# Document extract
··········

The Short Version
In November, hundreds of university cross country athletes wore les cercles verts (green circles) to demonstrate our commitment to climate justice. It was a great first step, but if want climate justice to be realized, we must go further than this. We are inviting everyone to meet on Sunday, February 5th at 7pm Eastern Time so that we can build a consensus plan of attack for how we will move forward as a group. All athletes and alumni are welcome.
Edit*: please email email@example.com or follow @justiceclimatique22 on instagram to help continue building the movement.
The Long Version
The community nature of sports gives athletes a unique position of influence in society and a platform that can be a powerful tool to spur social change –even fringe Canadian university sports can have many supporters. There are numerous examples throughout history where athletes chose to use their platforms to fight for social justice. Billy Jean King worked through her most competitive years under much criticism to lead unionizing efforts and eventually the formation of the Women’s Tennis Association. This dramatically furthered pay equality for women in tennis and had a positive effect on efforts being led in other sports as well. Muhammad Ali gave up years of his prime to protest the unjust Vietnam war, and used those years to speak about his opposition to the war. More recently, a wildcat strike in 2020 by NBA players put pressure on team owners to ”take meaningful political action towards ending police brutality and the disproportionate use of deadly force by cops against Black men and women.” It’s likely this strike could have led to even greater positive change if Barack Obama had not convinced the players to ease off, but it still gave momentum to Black Lives Matter and Defund the Police movements across North America. The US Women’s soccer team managed to win true equal pay after years of being in the public spotlight. During those years, their most outspoken player, Megan Rapinoe, drew criticism from Donald Trump. Rapinoe has also been an outspoken advocate of trans athlete inclusion in sports, no doubt inspiring countless other athletes to read about this topic and fight for trans rights.

··········

# Data section
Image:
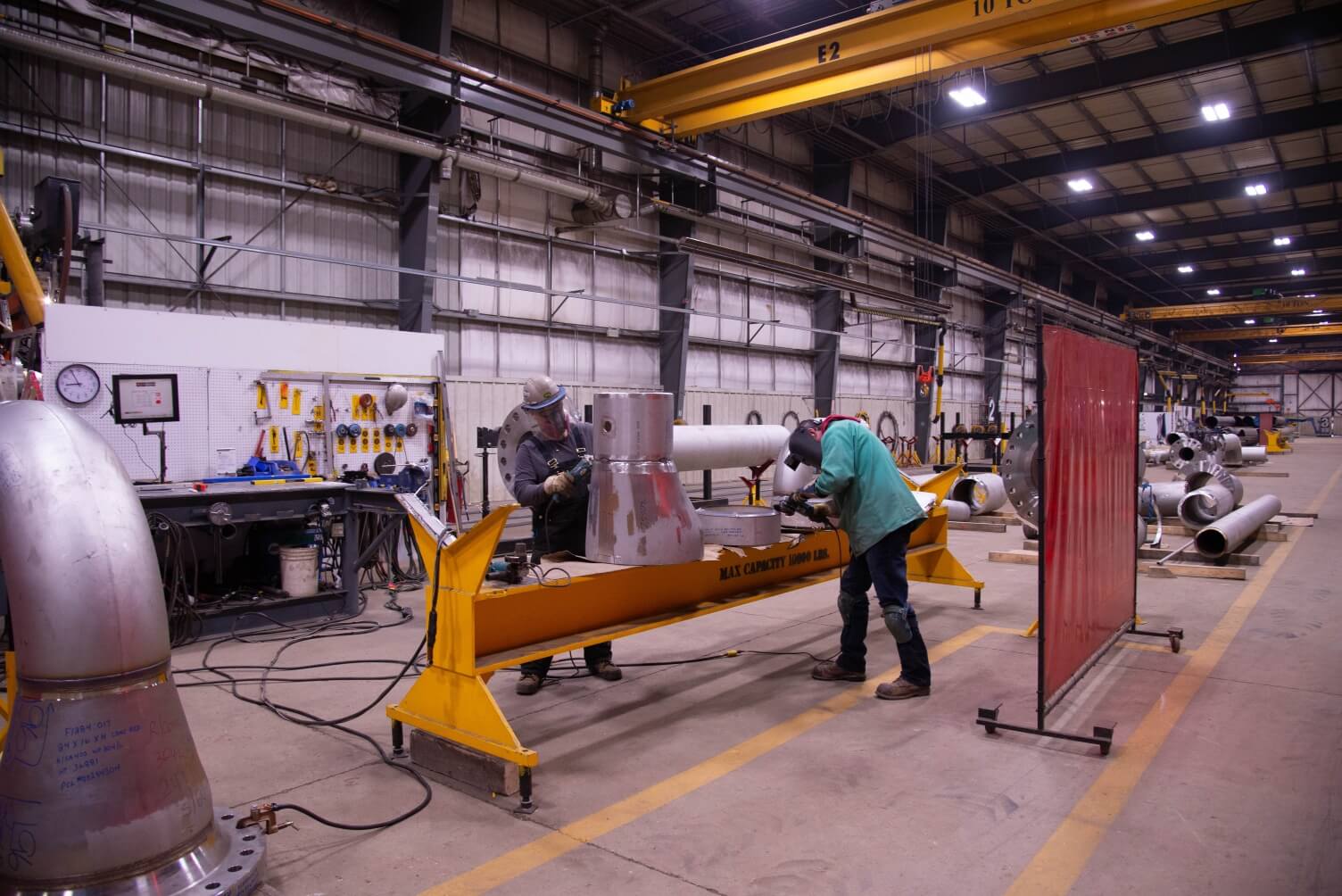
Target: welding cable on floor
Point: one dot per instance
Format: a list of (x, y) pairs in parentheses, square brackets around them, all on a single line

··········

# Given instruction
Continue the piece on athletes organizing for climate justice, starting right after its last sentence about Megan Rapinoe.

# Exercise answer
The fact that high-profile politicians feel threatened by athlete activism makes it clear that sports can be a strong mechanism for change. We should make use of that. Countries and institutions fund sports to unify large segments of the population, but they know that this can also be turned to work against them, which is why administrators try so hard to perpetuate the idea that sports are some sort of “apolitical” arena. Regulations that suppress athlete expression like the Olympic Committee’s Rule 50 reinforce the political status quo –that is a political stance. Our society is currently dealing with multiple intersecting crises, so we thought this would be a good time to stage a series that details some of the most pressing issues currently facing athletes in Canada and begin a discussion on meaningful actions that athletes can take to further positive change in these areas. With a larger platform comes a greater responsibility for the state of affairs. It’s important to note that achieving meaningful change requires a group effort –one that especially prioritizes the voices of people who come from historically marginalized groups. We have two goals that we hope result from this series:
- Get athletes thinking about how participating in sports can reinforce, or even worsen harmful status quo policies and how athletes can work together to change this.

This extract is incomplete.